| Supplied passage |
§ §

Laurent Terzieff (27 June 1935, in Toulouse – 2 July 2010, in Paris) was a French actor.

Biography 
Terzieff was the son of French ceramist Marina and her husband Jean Terzieff, a Romanian-born sculptor of Russian and Romanian descent who came to France from Bucharest during the First World War. The original surname of his family was Chemerzin (). As an adolescent, he was fascinated with philosophy and poetry. He assisted with a representation of the La Sonate des spectres by Strindberg, directed by Roger Blin; while involved in the theater he decided he wanted to become an actor.

Terzieff made his debut in 1953 at the Parisian  of Jean-Marie Serreau in Tous contre tous of Adamov. After several more roles, Marcel Carné offered him a lead role in 1958's Tricheurs, a tale about existentialist youth. He then appeared in the late works of French scenario writers such as Claude Autant-Lara, with whom he appeared in three films including Tu ne tueras point in 1961. Other collaborators included Henri-Georges Clouzot with La prisonnière, in which he interprets an artist manipulator. In 1975 Terzieff played the leading role as the priest in the Irish artist Reginald Gray's production and direction of Jeu. His partner Pascale de Boysson, Dirk Kinnane and Bibi Hure were also in the cast.

§ §

Answer from the Laurent Terzieff biography:
(a) On what date and in what city was Terzieff born?
(b) Who directed the representation of La Sonate des spectres that he assisted with?
(c) What role did he play in Reginald Gray's 1975 production of Jeu?

| Data shown |
§ §

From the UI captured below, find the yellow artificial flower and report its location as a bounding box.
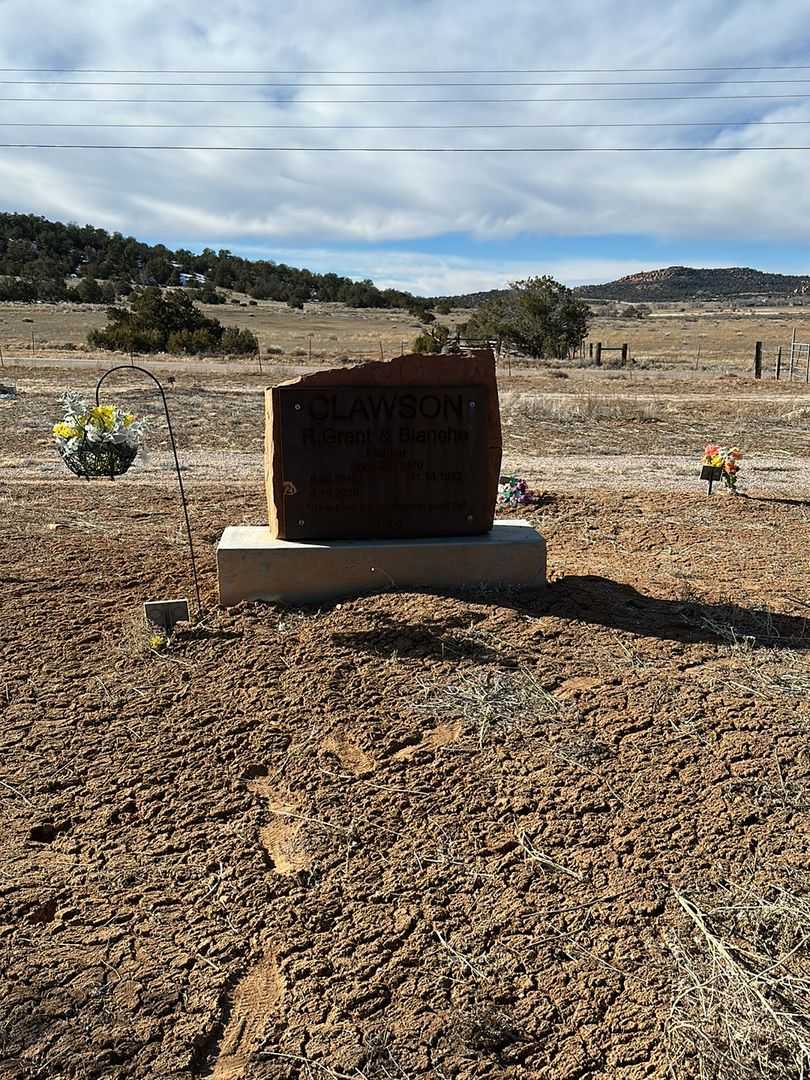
[53,420,79,438]
[90,405,116,431]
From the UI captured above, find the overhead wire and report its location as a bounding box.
[0,64,810,76]
[0,94,810,105]
[0,143,810,153]
[7,79,810,90]
[0,119,810,131]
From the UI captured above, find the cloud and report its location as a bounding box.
[0,0,810,293]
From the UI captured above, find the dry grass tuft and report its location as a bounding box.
[665,887,810,1080]
[500,390,662,423]
[413,669,561,747]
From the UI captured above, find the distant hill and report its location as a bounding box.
[575,267,810,302]
[0,213,428,310]
[437,267,810,308]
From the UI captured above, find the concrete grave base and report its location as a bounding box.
[217,521,545,607]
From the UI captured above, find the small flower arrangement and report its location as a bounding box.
[703,443,742,492]
[52,390,147,480]
[498,476,537,508]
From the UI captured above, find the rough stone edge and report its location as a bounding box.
[265,349,503,539]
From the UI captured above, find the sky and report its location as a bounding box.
[0,0,810,295]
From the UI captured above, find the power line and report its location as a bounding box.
[0,94,810,105]
[0,143,810,153]
[0,120,810,132]
[7,79,810,90]
[0,64,810,76]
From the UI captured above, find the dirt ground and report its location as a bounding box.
[0,330,810,1080]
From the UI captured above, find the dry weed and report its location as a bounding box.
[413,669,561,747]
[500,390,662,423]
[665,887,810,1080]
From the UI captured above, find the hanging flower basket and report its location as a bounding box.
[57,441,138,480]
[53,391,146,480]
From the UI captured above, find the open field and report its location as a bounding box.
[0,298,810,379]
[0,321,810,1080]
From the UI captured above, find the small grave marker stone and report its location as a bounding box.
[144,599,190,631]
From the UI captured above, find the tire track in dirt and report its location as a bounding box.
[210,951,286,1080]
[249,781,311,876]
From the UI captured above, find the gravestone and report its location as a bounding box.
[265,350,501,540]
[217,349,545,606]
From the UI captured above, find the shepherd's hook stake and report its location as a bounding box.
[96,364,202,616]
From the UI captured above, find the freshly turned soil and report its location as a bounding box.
[0,358,810,1080]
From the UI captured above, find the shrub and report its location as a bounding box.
[220,326,259,355]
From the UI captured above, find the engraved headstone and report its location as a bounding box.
[266,349,501,540]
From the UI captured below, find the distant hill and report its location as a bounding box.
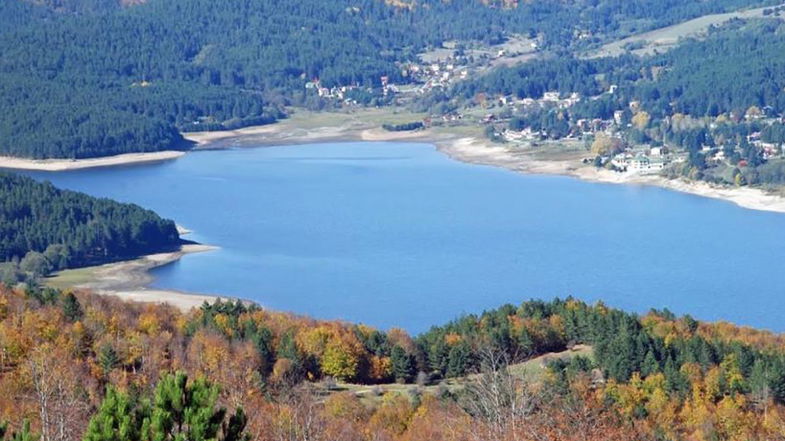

§ §

| Result of this task |
(a) 27 June 1935, in Toulouse
(b) Roger Blin
(c) The priest, the leading role